*** Selected excerpt ***

And a sweet meeting was not necessarily "Spirit led." And some of those "sticks and straw" structured meetings may have been fully "Spirit led."

Don't confuse the form, or lack of form, as indicating the presence/leading of the Spirit. It is a learned preference. There are many good Christians that would flee from a LRC-type meeting for their liturgy because they find God in it. Anyone who says differently is simply selling their way as "the way." Once again, the only "way" is Jesus. Everything else is a form. And there are different forms. None are definitionally "more Jesus" than another or "more Spirit" than another.

I find it funny that we are so often determined that to resurrect the form that allowed the problems that we now complain about so strongly. It almost seems like the person who continually gets into bad relationships like the one they just got out of. Seems that way down inside there is something in them that thinks the kind of person that ultimately is wrong for them is actually right for them. I'm not saying that LRC-style meetings are simply wrong or bad. But we get burned by what happens over time with one of them but are so enamored with how it started up that we are willing to risk it again to get that feeling back. Like that first hit of cocaine or heroin. "If we could just return to Eldon Hall in the 60s." Or "Plainview in 65." (Don't ask. Plainview is a blip on the map between Lubbock and Amarillo with a Baptist college.)

*** Material provided ***

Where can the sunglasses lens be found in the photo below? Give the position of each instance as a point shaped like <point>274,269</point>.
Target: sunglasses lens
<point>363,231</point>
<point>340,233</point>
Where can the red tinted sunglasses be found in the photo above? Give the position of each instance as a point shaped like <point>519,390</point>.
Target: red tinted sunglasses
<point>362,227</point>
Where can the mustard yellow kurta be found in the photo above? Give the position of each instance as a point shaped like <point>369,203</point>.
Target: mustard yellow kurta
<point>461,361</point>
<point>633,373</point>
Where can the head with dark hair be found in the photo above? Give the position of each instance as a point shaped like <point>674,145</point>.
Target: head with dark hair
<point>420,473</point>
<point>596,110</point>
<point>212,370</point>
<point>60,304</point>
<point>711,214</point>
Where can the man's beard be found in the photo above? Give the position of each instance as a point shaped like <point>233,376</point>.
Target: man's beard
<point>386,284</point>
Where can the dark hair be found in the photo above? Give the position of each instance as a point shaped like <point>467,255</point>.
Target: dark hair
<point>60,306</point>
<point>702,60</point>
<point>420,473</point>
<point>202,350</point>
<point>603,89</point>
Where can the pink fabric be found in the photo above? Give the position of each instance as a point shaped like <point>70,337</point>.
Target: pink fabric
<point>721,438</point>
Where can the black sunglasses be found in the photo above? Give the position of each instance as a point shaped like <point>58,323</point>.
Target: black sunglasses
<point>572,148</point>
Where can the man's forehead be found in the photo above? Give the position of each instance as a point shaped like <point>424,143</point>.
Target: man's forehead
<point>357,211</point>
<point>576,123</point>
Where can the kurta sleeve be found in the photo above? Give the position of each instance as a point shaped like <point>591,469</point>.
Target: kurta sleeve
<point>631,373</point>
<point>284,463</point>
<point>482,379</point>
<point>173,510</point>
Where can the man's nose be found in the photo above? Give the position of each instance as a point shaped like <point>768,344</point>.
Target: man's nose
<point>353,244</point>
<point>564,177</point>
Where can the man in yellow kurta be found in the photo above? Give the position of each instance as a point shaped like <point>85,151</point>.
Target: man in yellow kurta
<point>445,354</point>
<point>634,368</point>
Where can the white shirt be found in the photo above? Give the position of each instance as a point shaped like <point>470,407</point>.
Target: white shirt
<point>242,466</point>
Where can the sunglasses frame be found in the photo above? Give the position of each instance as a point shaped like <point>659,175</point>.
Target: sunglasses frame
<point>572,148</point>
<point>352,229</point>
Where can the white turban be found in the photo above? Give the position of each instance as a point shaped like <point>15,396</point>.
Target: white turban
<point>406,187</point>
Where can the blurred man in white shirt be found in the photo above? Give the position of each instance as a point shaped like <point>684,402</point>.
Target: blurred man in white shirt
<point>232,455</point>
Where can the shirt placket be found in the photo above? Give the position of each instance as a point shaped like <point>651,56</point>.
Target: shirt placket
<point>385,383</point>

***
*** Material provided ***

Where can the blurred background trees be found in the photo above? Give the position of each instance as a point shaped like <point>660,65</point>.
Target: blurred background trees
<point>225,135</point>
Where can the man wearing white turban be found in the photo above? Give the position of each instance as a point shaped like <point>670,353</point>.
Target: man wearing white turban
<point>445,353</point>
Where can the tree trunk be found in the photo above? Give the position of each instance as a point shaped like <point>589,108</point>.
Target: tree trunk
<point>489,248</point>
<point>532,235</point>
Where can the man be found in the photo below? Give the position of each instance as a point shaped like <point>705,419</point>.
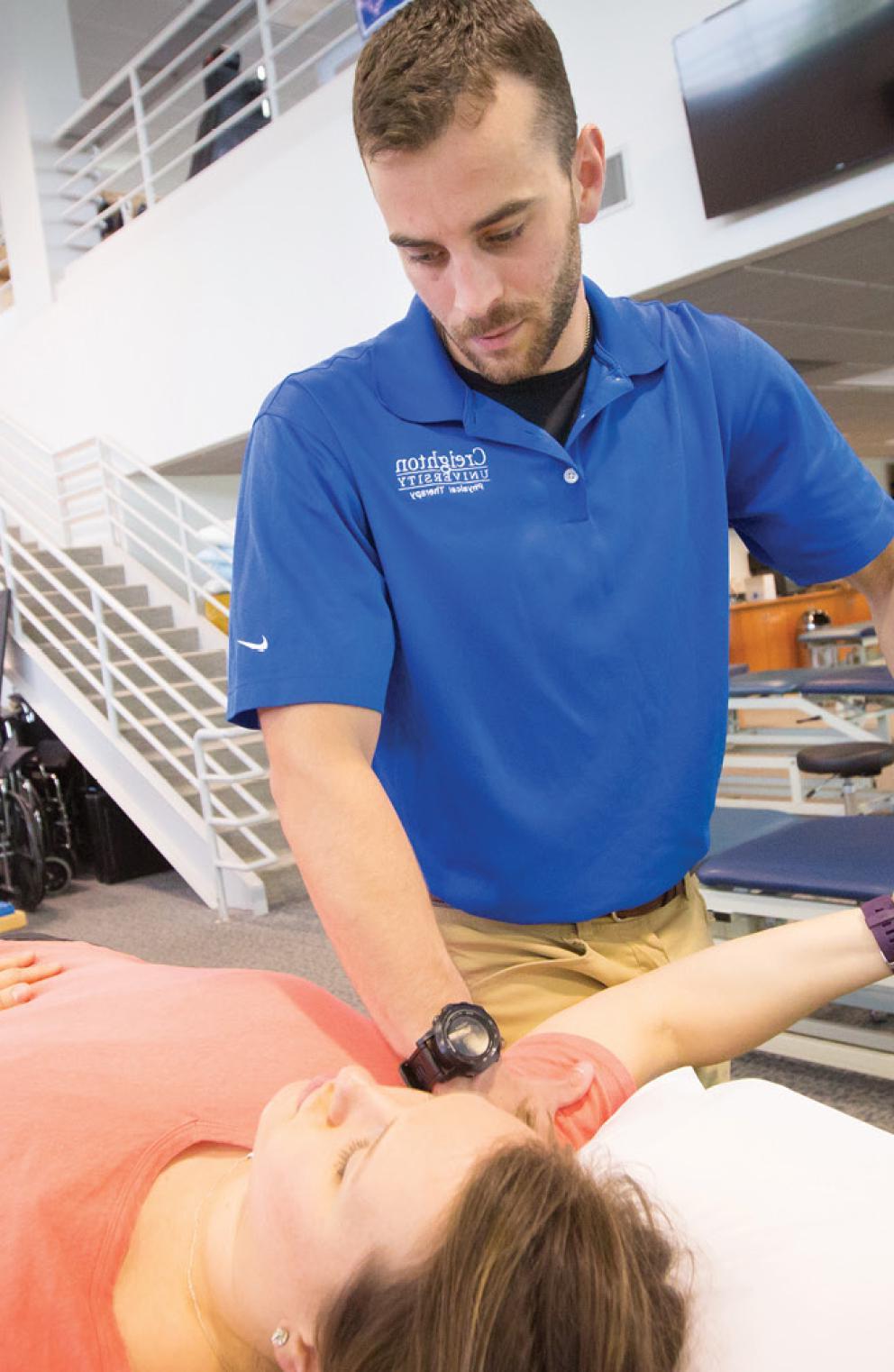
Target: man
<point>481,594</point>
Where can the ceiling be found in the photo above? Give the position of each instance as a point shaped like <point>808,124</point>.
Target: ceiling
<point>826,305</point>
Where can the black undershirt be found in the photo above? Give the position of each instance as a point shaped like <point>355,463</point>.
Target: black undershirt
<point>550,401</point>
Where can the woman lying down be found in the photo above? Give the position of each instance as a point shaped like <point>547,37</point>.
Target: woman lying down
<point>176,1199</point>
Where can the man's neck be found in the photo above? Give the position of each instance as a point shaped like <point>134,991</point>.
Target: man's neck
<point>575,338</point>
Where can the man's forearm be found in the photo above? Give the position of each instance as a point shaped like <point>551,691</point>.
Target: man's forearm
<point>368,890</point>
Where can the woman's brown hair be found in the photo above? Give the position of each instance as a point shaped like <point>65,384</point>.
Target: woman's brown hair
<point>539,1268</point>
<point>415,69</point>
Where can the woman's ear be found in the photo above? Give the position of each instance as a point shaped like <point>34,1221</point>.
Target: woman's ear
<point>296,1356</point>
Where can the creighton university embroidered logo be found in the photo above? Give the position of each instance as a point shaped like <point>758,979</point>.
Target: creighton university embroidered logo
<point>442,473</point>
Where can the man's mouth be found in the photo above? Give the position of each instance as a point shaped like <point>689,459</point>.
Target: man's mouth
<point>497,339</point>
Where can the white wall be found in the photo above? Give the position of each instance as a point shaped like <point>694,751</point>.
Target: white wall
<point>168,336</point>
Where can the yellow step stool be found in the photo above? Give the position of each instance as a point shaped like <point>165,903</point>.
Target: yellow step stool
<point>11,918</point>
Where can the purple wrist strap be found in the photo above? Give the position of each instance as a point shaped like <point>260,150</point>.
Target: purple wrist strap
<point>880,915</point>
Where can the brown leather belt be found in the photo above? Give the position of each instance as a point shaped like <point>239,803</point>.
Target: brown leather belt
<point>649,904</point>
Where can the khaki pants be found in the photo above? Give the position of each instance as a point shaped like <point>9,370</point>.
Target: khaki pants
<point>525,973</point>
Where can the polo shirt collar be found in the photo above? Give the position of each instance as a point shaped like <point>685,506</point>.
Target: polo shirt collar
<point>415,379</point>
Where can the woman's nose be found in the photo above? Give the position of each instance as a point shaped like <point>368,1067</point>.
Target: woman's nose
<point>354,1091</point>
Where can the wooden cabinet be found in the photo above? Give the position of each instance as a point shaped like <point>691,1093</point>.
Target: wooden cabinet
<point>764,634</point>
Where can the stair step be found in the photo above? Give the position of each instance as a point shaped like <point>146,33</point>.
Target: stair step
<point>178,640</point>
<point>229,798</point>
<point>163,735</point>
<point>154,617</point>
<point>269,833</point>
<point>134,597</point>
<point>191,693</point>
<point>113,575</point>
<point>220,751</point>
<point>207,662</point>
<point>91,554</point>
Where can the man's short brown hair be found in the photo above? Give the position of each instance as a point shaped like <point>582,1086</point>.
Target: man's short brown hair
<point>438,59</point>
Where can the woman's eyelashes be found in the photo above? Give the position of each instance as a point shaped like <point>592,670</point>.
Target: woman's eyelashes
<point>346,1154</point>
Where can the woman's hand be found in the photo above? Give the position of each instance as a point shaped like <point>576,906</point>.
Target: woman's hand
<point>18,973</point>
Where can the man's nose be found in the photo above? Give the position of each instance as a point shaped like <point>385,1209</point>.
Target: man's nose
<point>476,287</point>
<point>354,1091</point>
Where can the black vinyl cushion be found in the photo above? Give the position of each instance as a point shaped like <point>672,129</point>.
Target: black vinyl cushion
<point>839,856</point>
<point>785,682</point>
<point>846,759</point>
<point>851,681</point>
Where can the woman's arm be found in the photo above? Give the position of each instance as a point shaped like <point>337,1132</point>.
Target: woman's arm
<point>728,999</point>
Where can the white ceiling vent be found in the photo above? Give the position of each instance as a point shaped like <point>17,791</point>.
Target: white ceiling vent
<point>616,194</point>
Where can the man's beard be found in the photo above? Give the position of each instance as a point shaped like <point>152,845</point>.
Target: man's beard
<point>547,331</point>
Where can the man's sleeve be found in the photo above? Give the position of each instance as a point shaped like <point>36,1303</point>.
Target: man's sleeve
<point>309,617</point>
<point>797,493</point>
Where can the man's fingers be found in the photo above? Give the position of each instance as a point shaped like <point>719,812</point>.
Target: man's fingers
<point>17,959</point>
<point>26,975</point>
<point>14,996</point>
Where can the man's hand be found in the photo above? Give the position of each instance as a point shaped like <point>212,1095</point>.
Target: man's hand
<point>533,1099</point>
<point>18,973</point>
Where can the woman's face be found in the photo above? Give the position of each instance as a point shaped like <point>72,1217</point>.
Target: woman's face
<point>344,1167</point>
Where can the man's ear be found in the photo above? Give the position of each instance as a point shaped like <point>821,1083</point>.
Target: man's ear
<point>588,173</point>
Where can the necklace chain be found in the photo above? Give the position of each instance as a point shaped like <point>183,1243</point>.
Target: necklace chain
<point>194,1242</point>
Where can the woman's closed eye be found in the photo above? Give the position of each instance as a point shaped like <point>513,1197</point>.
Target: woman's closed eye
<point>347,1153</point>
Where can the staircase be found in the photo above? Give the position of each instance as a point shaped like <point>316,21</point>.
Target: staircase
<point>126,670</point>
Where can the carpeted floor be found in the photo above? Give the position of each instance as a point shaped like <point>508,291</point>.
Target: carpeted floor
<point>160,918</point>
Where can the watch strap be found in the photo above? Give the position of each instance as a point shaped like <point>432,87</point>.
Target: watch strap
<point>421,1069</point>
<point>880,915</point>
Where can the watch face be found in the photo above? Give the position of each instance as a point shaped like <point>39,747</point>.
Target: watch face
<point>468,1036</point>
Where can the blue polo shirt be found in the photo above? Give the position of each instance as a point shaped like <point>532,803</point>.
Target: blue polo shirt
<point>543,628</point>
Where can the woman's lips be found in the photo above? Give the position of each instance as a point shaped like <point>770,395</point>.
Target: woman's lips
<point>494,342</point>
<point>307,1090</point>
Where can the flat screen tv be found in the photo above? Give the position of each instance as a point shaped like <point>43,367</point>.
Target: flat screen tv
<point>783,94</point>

***
*** Material provided ***

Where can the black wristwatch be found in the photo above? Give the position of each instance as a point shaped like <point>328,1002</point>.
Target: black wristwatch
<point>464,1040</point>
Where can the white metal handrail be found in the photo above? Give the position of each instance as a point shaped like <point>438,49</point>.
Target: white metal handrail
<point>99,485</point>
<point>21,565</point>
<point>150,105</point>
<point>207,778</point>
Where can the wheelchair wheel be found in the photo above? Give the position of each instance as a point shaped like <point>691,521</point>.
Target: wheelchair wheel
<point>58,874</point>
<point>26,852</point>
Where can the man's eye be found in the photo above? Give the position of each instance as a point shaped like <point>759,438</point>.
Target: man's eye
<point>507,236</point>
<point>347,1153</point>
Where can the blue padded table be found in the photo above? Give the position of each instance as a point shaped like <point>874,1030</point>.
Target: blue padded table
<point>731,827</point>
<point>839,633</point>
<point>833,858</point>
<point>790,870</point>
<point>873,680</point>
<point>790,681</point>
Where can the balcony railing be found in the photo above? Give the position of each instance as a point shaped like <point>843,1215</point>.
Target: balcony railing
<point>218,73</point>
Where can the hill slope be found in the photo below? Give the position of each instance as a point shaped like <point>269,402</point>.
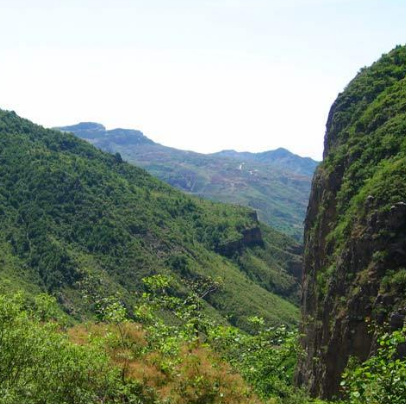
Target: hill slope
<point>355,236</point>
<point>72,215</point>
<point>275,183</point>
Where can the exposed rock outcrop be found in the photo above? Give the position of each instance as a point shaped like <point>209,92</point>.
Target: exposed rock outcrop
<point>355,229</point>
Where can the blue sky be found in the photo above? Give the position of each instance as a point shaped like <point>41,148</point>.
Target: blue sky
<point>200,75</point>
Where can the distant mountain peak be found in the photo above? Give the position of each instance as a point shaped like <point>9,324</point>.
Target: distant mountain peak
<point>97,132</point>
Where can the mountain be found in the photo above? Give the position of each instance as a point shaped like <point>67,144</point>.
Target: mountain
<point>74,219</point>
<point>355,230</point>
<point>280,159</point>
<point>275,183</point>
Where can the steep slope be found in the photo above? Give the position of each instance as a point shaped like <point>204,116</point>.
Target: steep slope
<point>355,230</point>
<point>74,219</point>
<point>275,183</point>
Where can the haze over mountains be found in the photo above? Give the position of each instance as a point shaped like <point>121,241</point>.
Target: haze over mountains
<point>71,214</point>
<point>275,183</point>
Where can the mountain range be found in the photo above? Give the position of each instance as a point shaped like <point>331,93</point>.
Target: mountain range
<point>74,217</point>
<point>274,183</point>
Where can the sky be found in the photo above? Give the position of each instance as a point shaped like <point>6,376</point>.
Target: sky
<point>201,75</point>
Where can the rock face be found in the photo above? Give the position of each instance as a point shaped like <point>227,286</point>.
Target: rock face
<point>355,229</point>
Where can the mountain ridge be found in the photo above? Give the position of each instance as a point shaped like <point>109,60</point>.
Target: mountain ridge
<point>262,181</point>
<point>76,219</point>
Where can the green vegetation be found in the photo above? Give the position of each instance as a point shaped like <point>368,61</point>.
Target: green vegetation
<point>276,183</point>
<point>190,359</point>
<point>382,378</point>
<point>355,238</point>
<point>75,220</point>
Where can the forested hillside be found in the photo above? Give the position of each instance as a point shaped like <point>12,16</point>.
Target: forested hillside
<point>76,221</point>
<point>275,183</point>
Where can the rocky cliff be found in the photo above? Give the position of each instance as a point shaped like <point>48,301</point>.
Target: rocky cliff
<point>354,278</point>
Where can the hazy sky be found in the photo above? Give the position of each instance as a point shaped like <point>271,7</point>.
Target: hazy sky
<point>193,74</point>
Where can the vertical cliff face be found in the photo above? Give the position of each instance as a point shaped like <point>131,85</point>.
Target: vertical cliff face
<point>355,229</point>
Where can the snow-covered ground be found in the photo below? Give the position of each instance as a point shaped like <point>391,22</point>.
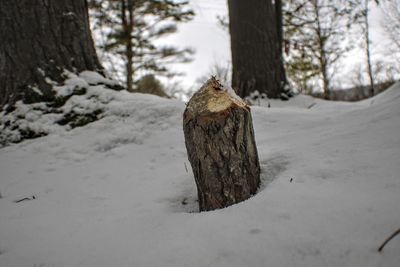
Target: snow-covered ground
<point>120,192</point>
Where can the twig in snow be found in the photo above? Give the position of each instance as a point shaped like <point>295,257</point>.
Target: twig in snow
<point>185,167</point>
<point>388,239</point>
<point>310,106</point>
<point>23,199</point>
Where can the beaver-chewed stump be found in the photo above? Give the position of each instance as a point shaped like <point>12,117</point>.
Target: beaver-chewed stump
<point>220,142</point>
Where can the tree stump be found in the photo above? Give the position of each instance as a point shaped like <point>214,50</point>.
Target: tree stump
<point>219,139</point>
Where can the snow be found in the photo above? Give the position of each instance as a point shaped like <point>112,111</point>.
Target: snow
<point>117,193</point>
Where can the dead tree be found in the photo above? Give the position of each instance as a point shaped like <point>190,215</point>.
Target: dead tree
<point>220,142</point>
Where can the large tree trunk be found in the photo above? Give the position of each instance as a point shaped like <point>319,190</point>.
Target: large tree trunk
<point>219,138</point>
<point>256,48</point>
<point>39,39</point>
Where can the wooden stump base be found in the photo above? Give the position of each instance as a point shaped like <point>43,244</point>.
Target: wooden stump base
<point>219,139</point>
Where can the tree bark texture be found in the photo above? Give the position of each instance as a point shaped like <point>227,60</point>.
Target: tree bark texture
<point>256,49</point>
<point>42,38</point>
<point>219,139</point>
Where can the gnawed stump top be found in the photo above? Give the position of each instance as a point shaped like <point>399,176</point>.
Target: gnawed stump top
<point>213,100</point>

***

* Tasks for this exercise:
- A) According to the passage on church meetings, where is Plainview located?
- B) List every place name mentioned in the passage on church meetings.
- C) Print the portion of the passage on church meetings starting with "I find it funny" and going on through "a Baptist college.)".

* Correct answers:
- A) Between Lubbock and Amarillo.

- B) Eldon Hall, Plainview, Lubbock, Amarillo

- C)
I find it funny that we are so often determined that to resurrect the form that allowed the problems that we now complain about so strongly. It almost seems like the person who continually gets into bad relationships like the one they just got out of. Seems that way down inside there is something in them that thinks the kind of person that ultimately is wrong for them is actually right for them. I'm not saying that LRC-style meetings are simply wrong or bad. But we get burned by what happens over time with one of them but are so enamored with how it started up that we are willing to risk it again to get that feeling back. Like that first hit of cocaine or heroin. "If we could just return to Eldon Hall in the 60s." Or "Plainview in 65." (Don't ask. Plainview is a blip on the map between Lubbock and Amarillo with a Baptist college.)